TASK STATEMENT - Reproduce the following records word for word, in their original order, omitting the pictures from your reply.

DATASET ENTRIES -
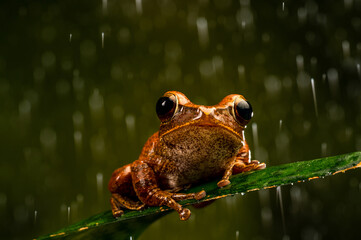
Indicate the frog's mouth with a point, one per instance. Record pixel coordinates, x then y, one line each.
205 125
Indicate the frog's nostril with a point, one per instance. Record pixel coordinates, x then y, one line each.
206 110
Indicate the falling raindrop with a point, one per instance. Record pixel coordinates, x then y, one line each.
202 27
130 123
280 124
314 95
48 140
266 216
302 15
346 49
332 76
102 39
35 216
241 73
78 142
299 62
139 6
78 120
105 6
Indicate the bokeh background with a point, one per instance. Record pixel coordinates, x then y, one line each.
79 81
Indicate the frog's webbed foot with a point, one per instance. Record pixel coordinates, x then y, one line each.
119 202
239 166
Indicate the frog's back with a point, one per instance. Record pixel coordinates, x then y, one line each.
195 154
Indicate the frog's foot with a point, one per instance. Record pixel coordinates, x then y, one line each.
116 209
119 202
241 166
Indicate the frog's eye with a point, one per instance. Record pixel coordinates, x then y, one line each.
242 110
166 107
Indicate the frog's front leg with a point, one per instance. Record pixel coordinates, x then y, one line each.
238 164
147 190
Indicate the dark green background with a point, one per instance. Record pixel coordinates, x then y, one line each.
73 110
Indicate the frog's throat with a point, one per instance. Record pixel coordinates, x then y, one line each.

THE RESULT -
Indicate the frog's mouth with a point, one per instance. Record pixel coordinates, x then y, one line each.
205 125
Indicate the frog's nostril with a point, one per instance. Record pixel coordinates, x then y, one line each.
206 110
Indicate the falling raindrop with a point, one per instance. Record pixel coordinates, x then y, one line each.
202 27
130 123
280 124
314 95
48 140
266 216
302 15
346 49
332 76
102 39
35 216
241 73
78 142
299 62
139 6
78 120
105 6
Indicate the bokeh background with a point, one per instance. Record pixel coordinates, x then y, one line each.
79 81
Indicate the frog's webbed foot with a point, one per instance. Record pixel coordinates, x then y, one line each.
119 202
239 166
Indicate the frog's back with a point, one per instance. Record pixel coordinates, x then y, one line each.
195 154
Indicate the frog's foot with a point, one per instance. Record pixel coordinates, x then y, one line each.
116 209
119 202
241 166
Indicate the frog's eye with a point, one per instance. Record pixel coordinates, x then y, one line each.
242 110
166 107
Indicate the frog's front leg with a point, one per instance. Record pixel coordinates, x then y, one line each.
238 164
147 190
Indicate the dark green background with a point, one per instance. Record pixel coordinates, x then y, one line each.
73 110
Indicate the frog's throat with a point, one per instance. Record pixel coordinates, x then y, one line each.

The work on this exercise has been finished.